*Exercise objective*.
Starting with the first line and ending with the last, copy the entries word for word.

*Record excerpts*.

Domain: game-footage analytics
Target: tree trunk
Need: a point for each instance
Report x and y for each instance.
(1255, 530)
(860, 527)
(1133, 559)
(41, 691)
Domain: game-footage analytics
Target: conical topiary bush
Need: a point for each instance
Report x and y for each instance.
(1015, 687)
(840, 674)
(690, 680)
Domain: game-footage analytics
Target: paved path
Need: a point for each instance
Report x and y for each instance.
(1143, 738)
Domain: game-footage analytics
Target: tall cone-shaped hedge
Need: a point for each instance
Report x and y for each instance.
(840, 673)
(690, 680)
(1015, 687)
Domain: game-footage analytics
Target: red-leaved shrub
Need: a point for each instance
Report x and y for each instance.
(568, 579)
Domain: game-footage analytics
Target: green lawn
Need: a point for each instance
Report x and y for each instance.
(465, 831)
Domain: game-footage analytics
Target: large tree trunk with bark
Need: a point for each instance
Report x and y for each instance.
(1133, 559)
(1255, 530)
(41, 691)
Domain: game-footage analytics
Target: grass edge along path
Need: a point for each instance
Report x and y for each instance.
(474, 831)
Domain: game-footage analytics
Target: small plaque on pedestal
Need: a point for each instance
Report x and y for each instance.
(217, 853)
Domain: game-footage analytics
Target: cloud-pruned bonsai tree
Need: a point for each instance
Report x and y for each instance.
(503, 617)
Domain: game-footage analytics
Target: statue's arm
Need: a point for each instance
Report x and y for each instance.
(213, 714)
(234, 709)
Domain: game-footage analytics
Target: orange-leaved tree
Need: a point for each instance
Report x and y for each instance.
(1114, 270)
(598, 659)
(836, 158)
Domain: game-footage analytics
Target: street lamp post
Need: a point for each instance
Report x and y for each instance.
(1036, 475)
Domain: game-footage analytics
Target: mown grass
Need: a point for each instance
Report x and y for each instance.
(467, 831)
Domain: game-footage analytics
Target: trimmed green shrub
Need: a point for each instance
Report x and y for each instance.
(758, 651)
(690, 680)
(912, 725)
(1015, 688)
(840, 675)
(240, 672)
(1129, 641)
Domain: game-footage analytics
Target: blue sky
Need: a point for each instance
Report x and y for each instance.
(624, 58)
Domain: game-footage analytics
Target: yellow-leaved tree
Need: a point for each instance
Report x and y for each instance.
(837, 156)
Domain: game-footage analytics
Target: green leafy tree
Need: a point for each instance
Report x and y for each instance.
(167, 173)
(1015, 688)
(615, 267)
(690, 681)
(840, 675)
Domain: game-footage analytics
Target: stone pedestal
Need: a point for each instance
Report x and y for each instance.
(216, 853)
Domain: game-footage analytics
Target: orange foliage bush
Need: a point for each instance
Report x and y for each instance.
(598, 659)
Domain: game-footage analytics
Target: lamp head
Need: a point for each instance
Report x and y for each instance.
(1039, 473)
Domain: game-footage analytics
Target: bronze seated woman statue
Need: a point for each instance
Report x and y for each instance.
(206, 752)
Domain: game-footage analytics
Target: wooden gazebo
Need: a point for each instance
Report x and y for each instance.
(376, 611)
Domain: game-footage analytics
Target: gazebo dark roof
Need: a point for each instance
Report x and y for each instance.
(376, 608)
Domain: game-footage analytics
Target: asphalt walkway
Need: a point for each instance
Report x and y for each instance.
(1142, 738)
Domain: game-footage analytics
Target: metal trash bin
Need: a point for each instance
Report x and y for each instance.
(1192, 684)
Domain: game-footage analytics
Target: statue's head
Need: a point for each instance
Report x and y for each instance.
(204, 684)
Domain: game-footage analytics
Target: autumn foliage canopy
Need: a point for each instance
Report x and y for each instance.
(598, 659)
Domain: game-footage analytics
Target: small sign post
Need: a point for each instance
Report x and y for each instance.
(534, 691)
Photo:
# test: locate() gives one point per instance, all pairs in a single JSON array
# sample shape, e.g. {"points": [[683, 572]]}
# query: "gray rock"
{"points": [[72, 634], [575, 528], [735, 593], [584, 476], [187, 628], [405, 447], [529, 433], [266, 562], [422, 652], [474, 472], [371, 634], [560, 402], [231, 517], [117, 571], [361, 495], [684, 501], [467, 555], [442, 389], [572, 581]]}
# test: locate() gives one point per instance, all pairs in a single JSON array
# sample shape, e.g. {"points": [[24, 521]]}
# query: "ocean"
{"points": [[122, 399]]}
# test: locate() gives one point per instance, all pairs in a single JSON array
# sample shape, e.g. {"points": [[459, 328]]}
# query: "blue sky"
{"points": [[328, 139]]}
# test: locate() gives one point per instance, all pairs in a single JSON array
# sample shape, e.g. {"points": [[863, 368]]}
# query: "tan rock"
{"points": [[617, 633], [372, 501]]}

*Answer to this task*.
Domain: game-footage analytics
Target: tree trunk
Need: a point for each instance
Report x and y for each instance.
(1255, 530)
(860, 527)
(1133, 559)
(41, 691)
Domain: game-footage analytics
Target: conical topiary bush
Need: a point for each instance
Report x and y for each instance.
(1015, 687)
(840, 674)
(690, 680)
Domain: game-footage analytics
Target: paved path
Need: a point for each instance
Report x and y for each instance.
(1143, 738)
Domain: game-footage analytics
Target: tall cone-shaped hedge
Need: a point for each instance
Report x and y for each instance.
(840, 673)
(690, 680)
(1015, 687)
Domain: game-footage analytics
Target: red-leaved shrub
Need: a point for each instance
Report x and y for each instance.
(568, 579)
Domain: game-footage analytics
Target: green lawn
Need: a point for each instance
Report x and y for each instance.
(465, 831)
Domain: game-footage analytics
Target: large tree trunk with bark
Need: a point for each instance
Report x and y for each instance.
(1133, 559)
(1255, 530)
(41, 691)
Domain: game-footage analytics
Target: grass edge along path
Need: a point for each instance
Report x and y for each instance.
(474, 831)
Domain: game-footage analytics
Target: small plaque on pedestal
Need: a point for each instance
Report x and y for each instance.
(217, 853)
Domain: game-footage analytics
Target: cloud-pruned bonsai tree
Need: a point for each instance
Report x and y for each instance.
(503, 617)
Domain: game-footage analytics
Target: statue's arm
Need: a point for each instance
Report x and y for each instance.
(213, 714)
(234, 709)
Domain: game-footage analytics
Target: orange-leaved tree
Need: a point for each instance
Report x and y for each instance.
(1114, 270)
(598, 659)
(836, 158)
Domain: game-footage analytics
Target: street lamp post
Need: a point for each instance
Report x and y for each instance.
(1036, 475)
Domain: game-footage analytics
Target: mown grass
Need: a point for each instance
Report x and y for each instance.
(467, 831)
Domain: game-footage analytics
Target: trimmed green shrub
Need: a point for each instance
Report x and y for each instance.
(758, 651)
(690, 680)
(912, 725)
(1015, 688)
(840, 675)
(240, 672)
(1129, 641)
Domain: game-footage analytics
Target: blue sky
Need: a point for each instance
Report x and y for each instance.
(624, 58)
Domain: game-footage analytics
Target: yellow-leaved tree
Need: a point for each instance
Report x and y for each instance.
(837, 156)
Domain: game-footage analytics
Target: green leafy tree
Need: a point for each instance
Report x and y for each instance.
(167, 173)
(1015, 688)
(615, 267)
(690, 681)
(840, 675)
Domain: game-footage analytics
Target: stone pedestal
Need: a point for each instance
Report x and y for each instance.
(216, 853)
Domain: game-footage analytics
Target: orange foliage bush
Need: a point for each instance
Report x and y for each instance.
(598, 659)
Domain: game-footage analytics
Target: lamp head
Need: a point for each instance
Report x and y for each instance.
(1039, 473)
Domain: game-footage analytics
Target: bronze seated woman statue
Need: a point for each instance
Report x and y for each instance.
(206, 752)
Domain: game-footage analytics
Target: wooden gazebo
Need: a point for each instance
Report x and y for each instance.
(376, 611)
Domain: game-footage analytics
Target: gazebo dark roof
Need: a point for each instance
Report x and y for each instance.
(376, 608)
Domain: game-footage analytics
Target: asphalt walkway
Need: a point for each instance
Report x and y for each instance.
(1142, 738)
Domain: game-footage analytics
Target: metal trash bin
Need: a point for each instance
Report x and y for each instance.
(1192, 684)
Domain: game-footage analytics
Target: statue's head
Need: a point for each instance
Report x and y for each instance.
(204, 684)
Domain: game-footage analytics
Target: autumn foliage canopy
Need: a point for each instance
Report x and y for each instance.
(598, 659)
Domain: game-footage analytics
Target: small sign post
Need: a point for each instance
Report x and y for each instance.
(534, 691)
Photo:
# test: locate() gives one point per instance, all pairs in a single JSON array
# sample shape, e.g. {"points": [[683, 572]]}
# query: "gray rock"
{"points": [[72, 634], [575, 528], [735, 593], [584, 476], [187, 628], [405, 447], [529, 433], [266, 562], [422, 652], [474, 472], [371, 634], [560, 402], [231, 517], [117, 571], [361, 495], [684, 501], [467, 555], [442, 389], [572, 581]]}
# test: locate() gives one point per instance, all pairs in a single JSON array
# sample shape, e.g. {"points": [[24, 521]]}
# query: "ocean"
{"points": [[122, 399]]}
# test: locate() gives one point per instance, all pairs in a single JSON array
# sample shape, e.g. {"points": [[459, 328]]}
# query: "blue sky"
{"points": [[328, 139]]}
# test: locate() gives one point per instance, all pairs in a single JSON array
# sample shape, e.g. {"points": [[863, 368]]}
# query: "tan rock"
{"points": [[617, 633], [372, 501]]}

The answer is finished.